>> BEGIN

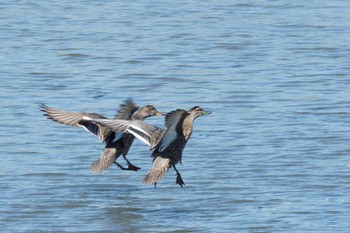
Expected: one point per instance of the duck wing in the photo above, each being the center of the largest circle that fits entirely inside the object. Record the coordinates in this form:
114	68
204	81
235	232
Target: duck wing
173	123
145	132
75	119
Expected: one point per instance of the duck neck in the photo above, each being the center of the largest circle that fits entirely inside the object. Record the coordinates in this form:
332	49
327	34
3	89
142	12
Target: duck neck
187	126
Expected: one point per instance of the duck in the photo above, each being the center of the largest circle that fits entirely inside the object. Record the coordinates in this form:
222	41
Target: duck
117	144
166	144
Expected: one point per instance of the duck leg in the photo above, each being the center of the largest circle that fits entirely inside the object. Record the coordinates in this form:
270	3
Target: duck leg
130	165
120	166
179	180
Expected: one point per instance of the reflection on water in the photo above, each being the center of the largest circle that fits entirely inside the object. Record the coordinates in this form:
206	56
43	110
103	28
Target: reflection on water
272	157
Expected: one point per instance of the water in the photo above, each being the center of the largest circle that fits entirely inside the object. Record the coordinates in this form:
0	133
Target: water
272	157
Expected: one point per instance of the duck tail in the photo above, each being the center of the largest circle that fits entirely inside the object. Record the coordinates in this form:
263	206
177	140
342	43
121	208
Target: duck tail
106	159
159	167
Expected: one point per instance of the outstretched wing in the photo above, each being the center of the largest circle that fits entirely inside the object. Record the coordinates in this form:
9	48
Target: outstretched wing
141	130
75	119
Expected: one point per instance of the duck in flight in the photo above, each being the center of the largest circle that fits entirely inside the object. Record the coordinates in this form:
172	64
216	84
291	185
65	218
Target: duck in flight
116	143
167	144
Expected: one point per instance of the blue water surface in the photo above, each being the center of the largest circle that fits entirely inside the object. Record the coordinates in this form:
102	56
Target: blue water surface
273	156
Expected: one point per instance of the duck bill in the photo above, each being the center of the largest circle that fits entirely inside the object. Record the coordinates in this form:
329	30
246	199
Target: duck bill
159	114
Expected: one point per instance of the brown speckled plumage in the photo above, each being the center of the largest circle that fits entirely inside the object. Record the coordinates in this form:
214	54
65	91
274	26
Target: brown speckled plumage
116	143
167	144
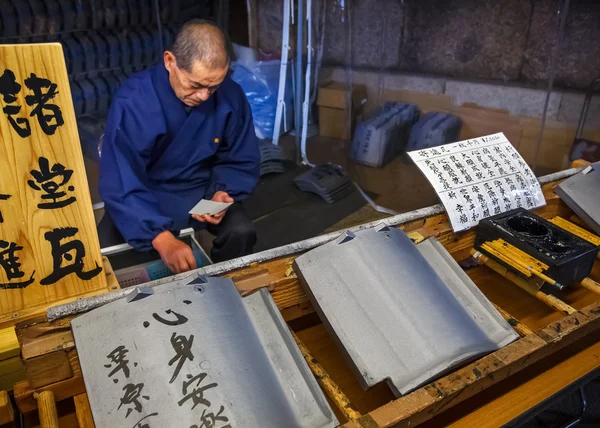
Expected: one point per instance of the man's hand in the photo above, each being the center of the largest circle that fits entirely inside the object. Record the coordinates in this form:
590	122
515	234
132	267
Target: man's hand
220	196
177	255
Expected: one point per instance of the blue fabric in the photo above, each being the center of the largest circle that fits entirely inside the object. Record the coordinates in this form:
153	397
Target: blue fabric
158	161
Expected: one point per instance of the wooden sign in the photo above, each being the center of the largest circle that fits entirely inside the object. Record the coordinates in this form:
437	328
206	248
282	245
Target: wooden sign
49	247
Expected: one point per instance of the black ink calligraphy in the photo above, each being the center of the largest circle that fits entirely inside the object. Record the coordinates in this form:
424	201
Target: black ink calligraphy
209	420
51	181
40	101
183	352
118	357
132	394
12	267
63	251
197	394
179	319
9	88
3	198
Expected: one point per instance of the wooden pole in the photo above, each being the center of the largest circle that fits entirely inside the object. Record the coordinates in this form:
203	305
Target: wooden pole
591	285
550	300
519	327
47	409
331	389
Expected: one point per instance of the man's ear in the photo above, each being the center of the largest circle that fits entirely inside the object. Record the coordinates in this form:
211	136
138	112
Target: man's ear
170	61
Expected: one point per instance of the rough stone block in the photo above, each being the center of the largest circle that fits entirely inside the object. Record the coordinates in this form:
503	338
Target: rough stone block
518	101
467	38
578	58
571	106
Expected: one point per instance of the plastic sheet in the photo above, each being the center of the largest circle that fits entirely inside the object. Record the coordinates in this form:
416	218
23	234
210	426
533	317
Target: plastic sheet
260	82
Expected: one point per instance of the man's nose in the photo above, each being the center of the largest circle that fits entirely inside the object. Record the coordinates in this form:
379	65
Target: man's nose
203	94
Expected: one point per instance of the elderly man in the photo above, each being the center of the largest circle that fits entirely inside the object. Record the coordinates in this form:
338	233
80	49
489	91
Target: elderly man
177	133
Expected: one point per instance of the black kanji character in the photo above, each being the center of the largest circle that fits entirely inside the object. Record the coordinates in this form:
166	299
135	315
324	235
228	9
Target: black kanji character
197	394
139	424
3	198
118	356
180	319
9	88
50	181
12	267
39	99
62	252
132	396
209	420
183	352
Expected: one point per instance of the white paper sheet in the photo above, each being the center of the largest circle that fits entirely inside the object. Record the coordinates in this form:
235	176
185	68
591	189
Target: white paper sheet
209	207
479	178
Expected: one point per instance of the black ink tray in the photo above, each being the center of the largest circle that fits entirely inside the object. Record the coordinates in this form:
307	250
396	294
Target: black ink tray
569	257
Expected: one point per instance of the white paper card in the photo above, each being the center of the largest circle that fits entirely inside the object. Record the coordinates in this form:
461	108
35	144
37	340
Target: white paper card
209	207
479	178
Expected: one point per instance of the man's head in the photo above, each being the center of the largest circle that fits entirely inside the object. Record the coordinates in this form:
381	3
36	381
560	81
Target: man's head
198	61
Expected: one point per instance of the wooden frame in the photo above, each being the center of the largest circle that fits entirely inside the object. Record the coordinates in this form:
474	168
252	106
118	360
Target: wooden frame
543	331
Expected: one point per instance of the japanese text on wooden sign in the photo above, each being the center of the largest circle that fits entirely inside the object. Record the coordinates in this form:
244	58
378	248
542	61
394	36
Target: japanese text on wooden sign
48	243
479	178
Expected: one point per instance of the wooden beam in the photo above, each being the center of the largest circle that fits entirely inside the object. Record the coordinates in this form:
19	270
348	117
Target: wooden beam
7	414
332	390
9	345
30	313
62	390
426	402
47	409
84	412
48	369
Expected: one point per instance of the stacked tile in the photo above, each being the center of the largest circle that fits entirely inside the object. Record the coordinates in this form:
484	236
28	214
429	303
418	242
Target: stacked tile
271	158
434	129
327	181
581	193
383	136
401	313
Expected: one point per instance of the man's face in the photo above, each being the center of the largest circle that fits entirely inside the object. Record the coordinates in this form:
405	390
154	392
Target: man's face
195	87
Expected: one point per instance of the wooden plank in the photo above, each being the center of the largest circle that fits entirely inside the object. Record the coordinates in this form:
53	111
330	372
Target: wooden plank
487	371
37	311
9	345
47	411
62	390
84	412
7	414
11	365
48	220
48	369
525	396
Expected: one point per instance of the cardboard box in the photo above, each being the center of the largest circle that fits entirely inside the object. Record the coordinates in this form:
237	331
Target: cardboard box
339	105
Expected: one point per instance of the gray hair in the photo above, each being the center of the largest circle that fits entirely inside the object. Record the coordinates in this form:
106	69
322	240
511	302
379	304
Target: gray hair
203	41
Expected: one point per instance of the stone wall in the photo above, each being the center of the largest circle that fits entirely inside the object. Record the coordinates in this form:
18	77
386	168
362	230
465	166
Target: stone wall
499	40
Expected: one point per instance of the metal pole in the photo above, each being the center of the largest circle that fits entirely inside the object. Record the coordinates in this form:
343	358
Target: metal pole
555	52
298	94
159	27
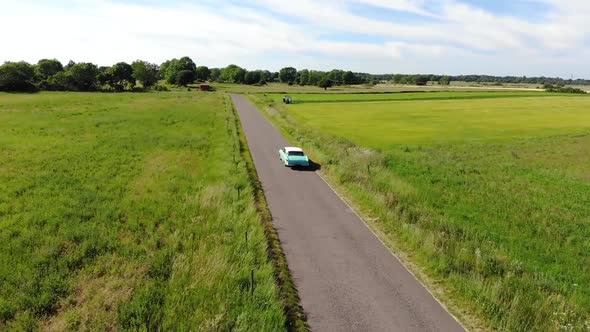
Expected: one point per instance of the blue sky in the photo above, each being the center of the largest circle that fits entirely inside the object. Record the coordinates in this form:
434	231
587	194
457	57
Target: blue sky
517	37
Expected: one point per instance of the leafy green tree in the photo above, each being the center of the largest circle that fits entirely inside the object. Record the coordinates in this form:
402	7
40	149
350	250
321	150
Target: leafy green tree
17	76
120	75
349	78
288	75
83	76
266	76
421	80
325	83
185	77
315	77
164	68
214	74
303	78
46	68
174	66
104	76
61	81
70	64
202	73
145	72
233	74
252	77
336	76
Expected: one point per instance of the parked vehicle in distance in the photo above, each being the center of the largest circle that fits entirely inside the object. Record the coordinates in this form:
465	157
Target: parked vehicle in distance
293	156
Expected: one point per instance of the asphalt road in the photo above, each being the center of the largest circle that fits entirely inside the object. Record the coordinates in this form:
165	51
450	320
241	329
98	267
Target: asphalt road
347	279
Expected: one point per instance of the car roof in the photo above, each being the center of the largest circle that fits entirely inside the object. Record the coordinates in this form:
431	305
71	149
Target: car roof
292	148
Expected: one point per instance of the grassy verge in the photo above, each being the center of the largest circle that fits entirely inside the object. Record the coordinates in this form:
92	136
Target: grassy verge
497	230
130	211
296	320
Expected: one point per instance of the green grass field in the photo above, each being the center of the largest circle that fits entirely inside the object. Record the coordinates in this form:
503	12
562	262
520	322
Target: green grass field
489	197
121	211
384	124
369	96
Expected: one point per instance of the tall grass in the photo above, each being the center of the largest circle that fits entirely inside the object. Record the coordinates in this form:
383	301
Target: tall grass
502	227
129	211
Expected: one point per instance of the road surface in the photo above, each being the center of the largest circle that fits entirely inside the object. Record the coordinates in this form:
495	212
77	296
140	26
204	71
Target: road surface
346	278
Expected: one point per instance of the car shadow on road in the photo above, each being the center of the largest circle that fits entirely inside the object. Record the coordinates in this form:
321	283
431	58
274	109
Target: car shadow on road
313	166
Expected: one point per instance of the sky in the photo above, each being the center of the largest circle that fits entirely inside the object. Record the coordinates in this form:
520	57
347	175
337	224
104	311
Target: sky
495	37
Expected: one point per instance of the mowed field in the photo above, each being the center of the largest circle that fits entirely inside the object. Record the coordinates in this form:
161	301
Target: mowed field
443	117
490	196
122	211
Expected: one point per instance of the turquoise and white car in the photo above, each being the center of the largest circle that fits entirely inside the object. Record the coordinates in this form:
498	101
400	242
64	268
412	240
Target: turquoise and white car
293	156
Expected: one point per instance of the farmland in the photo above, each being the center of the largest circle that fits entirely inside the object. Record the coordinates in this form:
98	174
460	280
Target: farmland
490	197
129	211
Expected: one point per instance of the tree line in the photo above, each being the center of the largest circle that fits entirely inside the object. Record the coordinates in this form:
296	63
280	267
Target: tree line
50	74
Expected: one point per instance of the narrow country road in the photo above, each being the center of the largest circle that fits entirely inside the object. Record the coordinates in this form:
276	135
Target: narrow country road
347	279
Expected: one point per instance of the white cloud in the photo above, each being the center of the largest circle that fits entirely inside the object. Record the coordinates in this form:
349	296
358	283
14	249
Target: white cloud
457	38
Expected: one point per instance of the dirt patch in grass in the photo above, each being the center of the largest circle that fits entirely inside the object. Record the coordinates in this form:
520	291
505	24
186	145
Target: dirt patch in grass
96	298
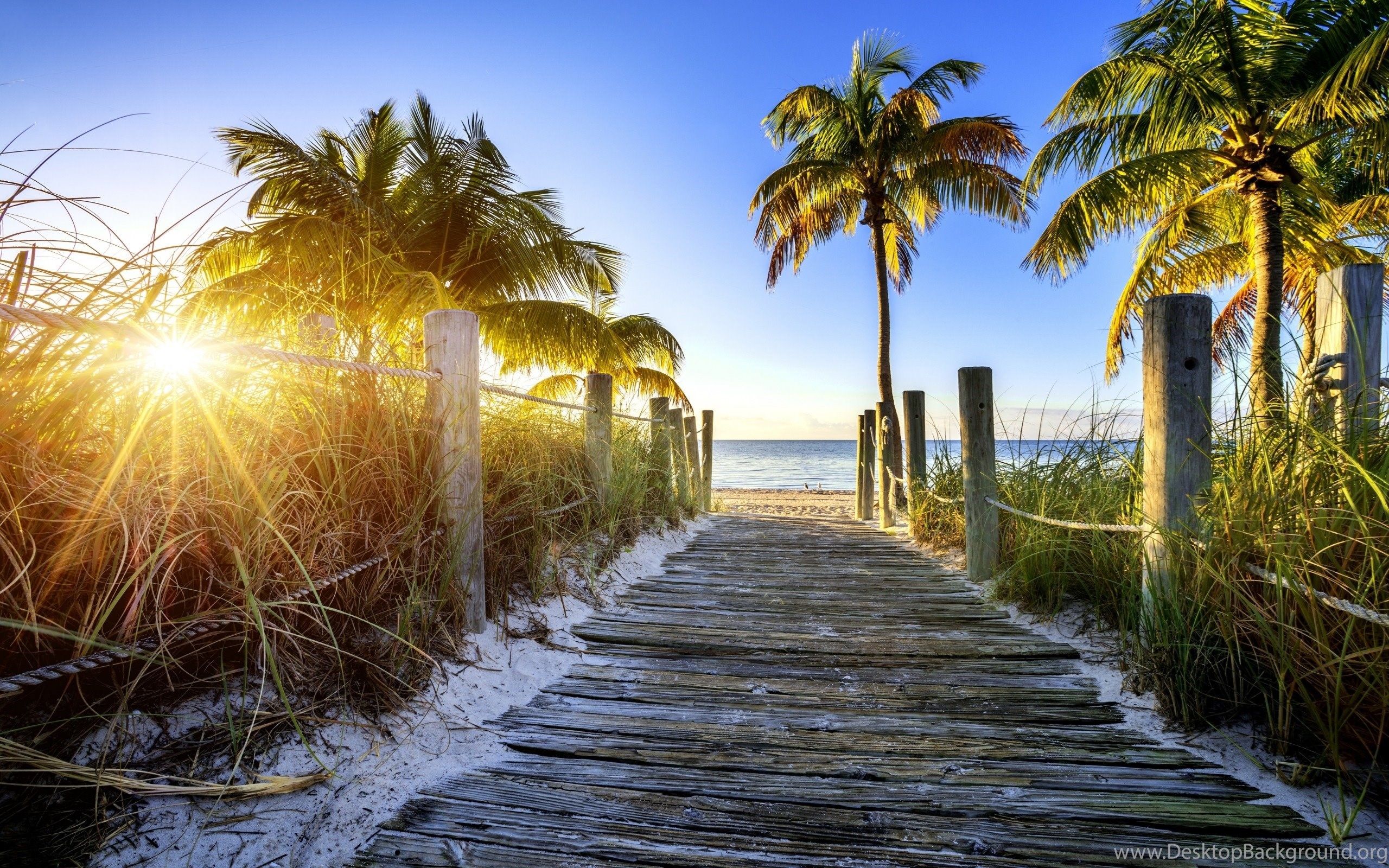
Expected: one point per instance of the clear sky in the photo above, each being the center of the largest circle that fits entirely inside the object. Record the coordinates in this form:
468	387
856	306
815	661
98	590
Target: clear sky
646	117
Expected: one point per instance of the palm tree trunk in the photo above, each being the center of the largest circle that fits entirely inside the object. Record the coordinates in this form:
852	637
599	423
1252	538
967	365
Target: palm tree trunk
880	256
1266	363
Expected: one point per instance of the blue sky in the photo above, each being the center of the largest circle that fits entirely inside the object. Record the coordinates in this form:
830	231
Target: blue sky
646	118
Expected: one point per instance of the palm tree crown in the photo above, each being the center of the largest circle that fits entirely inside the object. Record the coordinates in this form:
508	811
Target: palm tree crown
1202	99
393	217
892	163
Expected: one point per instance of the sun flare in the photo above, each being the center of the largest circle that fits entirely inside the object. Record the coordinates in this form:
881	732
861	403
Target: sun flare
173	359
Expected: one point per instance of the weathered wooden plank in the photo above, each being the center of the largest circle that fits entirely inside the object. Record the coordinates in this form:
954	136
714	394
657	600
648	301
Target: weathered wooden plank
805	693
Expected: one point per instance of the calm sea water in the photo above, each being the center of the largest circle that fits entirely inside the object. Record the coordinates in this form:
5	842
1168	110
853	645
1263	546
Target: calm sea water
829	464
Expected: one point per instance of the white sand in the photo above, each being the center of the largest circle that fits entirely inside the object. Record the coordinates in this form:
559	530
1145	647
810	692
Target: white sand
375	767
785	502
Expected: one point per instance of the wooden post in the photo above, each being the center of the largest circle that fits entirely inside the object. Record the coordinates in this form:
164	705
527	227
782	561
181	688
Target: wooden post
598	432
452	350
860	460
660	414
870	460
1349	326
11	295
708	457
980	470
1177	427
692	450
680	460
914	418
885	485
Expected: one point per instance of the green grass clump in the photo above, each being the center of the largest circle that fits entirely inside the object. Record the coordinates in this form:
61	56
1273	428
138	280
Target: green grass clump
1292	497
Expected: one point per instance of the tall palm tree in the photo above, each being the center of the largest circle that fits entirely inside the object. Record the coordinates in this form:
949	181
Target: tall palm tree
1333	219
891	163
393	217
1201	98
643	356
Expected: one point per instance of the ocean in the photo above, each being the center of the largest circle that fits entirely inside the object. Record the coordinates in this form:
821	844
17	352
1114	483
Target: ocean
821	464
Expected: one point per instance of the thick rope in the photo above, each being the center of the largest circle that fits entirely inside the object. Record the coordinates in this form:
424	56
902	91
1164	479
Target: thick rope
134	334
1073	525
523	396
638	418
11	685
1350	609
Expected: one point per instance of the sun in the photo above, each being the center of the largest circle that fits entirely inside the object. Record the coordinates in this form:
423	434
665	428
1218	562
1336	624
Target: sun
173	358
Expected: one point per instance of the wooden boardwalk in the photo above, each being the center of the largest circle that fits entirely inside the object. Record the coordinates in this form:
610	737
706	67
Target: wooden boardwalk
806	693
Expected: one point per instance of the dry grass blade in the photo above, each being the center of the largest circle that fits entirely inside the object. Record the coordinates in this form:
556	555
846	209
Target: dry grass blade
16	757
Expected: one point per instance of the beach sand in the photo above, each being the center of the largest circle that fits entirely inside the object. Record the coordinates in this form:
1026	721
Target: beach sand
785	502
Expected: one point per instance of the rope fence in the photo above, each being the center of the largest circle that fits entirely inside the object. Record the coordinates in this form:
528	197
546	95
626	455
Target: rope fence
1062	522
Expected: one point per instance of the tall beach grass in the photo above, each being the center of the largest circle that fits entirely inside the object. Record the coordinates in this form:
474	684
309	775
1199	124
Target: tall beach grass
1294	499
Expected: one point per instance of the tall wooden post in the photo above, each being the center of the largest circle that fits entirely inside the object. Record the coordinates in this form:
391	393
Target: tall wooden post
980	470
1177	427
660	414
1349	327
680	459
914	418
692	450
887	488
598	432
708	459
870	462
860	460
452	350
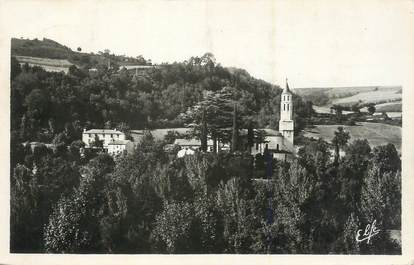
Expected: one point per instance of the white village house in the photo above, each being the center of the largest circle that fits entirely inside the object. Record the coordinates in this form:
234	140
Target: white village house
105	135
113	140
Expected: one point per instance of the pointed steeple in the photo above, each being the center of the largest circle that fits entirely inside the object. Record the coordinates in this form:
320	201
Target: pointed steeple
286	89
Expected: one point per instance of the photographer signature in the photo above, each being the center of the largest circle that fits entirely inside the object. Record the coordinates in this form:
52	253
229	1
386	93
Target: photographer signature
370	231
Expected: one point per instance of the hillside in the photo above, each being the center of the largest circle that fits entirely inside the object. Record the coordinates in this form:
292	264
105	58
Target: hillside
46	101
35	52
375	133
391	96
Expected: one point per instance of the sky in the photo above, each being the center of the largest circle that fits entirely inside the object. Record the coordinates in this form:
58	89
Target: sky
313	43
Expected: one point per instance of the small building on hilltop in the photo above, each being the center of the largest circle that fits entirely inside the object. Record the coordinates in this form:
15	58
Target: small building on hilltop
107	136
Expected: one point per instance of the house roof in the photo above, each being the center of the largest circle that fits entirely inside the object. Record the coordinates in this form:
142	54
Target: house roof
191	142
158	134
271	132
104	131
118	142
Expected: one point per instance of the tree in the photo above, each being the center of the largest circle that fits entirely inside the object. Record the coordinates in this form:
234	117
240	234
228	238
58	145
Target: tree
340	140
371	109
172	229
338	112
235	132
203	132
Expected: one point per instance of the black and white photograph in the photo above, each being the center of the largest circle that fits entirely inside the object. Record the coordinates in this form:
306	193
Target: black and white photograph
207	127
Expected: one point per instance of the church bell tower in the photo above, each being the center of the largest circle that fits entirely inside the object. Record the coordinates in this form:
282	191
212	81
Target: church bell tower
286	125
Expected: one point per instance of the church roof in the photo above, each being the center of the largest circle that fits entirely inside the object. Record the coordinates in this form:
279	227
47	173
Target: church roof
286	89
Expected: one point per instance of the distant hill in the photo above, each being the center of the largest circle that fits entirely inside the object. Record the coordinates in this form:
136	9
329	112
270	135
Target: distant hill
375	133
34	52
387	98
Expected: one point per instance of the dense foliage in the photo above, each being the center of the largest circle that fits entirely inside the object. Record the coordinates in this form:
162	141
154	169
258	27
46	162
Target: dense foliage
150	202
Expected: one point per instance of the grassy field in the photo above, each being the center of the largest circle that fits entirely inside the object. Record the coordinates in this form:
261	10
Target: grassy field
50	65
389	107
351	95
382	95
375	133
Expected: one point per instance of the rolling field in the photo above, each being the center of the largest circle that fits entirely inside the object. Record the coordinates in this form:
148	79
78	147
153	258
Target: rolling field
50	65
347	96
375	133
376	96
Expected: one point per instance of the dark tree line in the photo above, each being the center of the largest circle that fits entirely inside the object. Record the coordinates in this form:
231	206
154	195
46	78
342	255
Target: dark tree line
150	202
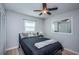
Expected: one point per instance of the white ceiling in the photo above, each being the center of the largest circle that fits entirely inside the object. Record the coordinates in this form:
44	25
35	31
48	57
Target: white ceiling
27	8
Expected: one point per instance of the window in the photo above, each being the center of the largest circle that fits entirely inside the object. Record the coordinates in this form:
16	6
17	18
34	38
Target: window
29	25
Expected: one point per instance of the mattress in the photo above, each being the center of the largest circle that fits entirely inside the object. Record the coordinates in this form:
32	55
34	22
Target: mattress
29	48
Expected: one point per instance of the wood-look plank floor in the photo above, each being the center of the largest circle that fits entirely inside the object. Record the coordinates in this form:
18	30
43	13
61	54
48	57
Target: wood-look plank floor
20	52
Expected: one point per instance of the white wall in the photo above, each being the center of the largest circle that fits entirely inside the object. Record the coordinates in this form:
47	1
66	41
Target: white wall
69	41
15	25
2	30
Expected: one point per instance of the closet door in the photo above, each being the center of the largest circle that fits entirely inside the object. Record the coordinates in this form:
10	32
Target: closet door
2	32
1	41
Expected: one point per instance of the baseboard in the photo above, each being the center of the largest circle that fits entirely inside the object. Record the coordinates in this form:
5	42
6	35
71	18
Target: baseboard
12	48
72	51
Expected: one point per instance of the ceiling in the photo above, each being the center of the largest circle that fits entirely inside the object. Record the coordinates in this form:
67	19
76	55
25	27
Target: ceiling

>> END

▶ _Aim_:
Begin with the line containing "Expected: one point per instance of the baseboard" and repeat each line exactly until the records above end.

▶ _Answer_:
Expected: one point per instance of the baseboard in the photo above, each being the center of the largest circle that fits entirely inside the object. Record the coordinates in this form:
5	42
6	35
71	18
Target: baseboard
12	48
72	51
Expected: one point per instance of the ceiling in the photo above, each being the center of the largest circle that fits entirely inside the object. Record the coordinates in this form:
67	19
76	55
25	27
Target: ceiling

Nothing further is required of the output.